Exercise description:
Answer these questions from the inference guide below:
1. What range does the guide allow for `merge_window_ms`?
2. What header name carries the API key in the request?
3. What threshold value does the sensitive-detection example set?

Selected passage:
<<<<
Running Inference

After training a model, use it to detect artifacts in new audio files. Inference returns timestamped detections with confidence scores.

Creating an inference job

Each inference job uses one model and can process multiple audio files:

Python

import requests
import os

API_KEY = os.environ["RELAY_API_KEY"]
BASE_URL = "https://api.relayai.dev"

response = requests.post(
    f"{BASE_URL}/api/v1/inference-jobs",
    headers={"X-API-Key": API_KEY},
    json={
        "model_id": "your-model-id",
        "config": {
            "threshold": 0.5,
            "merge_window_ms": 200,
            "min_duration_ms": 50
        }
    }
)
job = response.json()
inference_job_id = job["id"]

Inference configuration

Parameter	Default	Range	Description
`threshold`	0.5	0.0-1.0	Minimum confidence score to report
`merge_window_ms`	200	0-5000	Merge detections within this time window
`min_duration_ms`	50	0-1000	Ignore detections shorter than this

Threshold

Controls the sensitivity of detection:

Lower threshold (0.3-0.5): More detections, including uncertain ones
Higher threshold (0.7-0.9): Fewer detections, higher confidence

Python

# Sensitive detection (catch more, but more false positives)
"config": {"threshold": 0.3}

# Conservative detection (miss some, but fewer false positives)
>>>>
Provided data:
<<<<
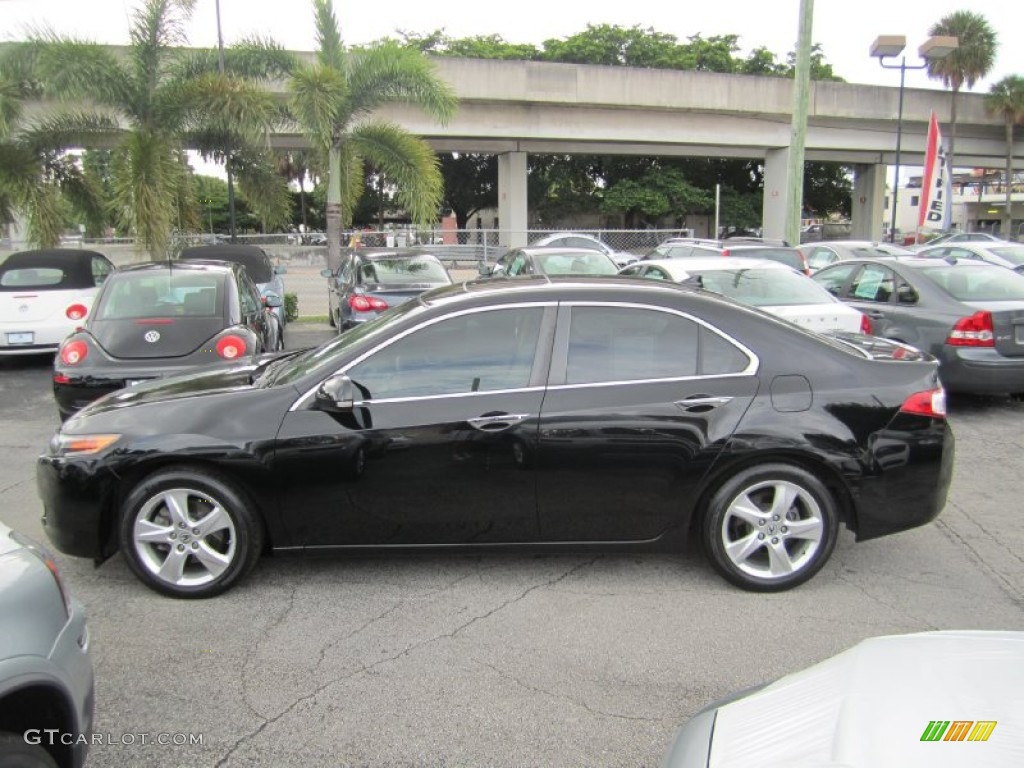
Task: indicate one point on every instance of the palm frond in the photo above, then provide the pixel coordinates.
>>>>
In response:
1. 0-5000
2. X-API-Key
3. 0.3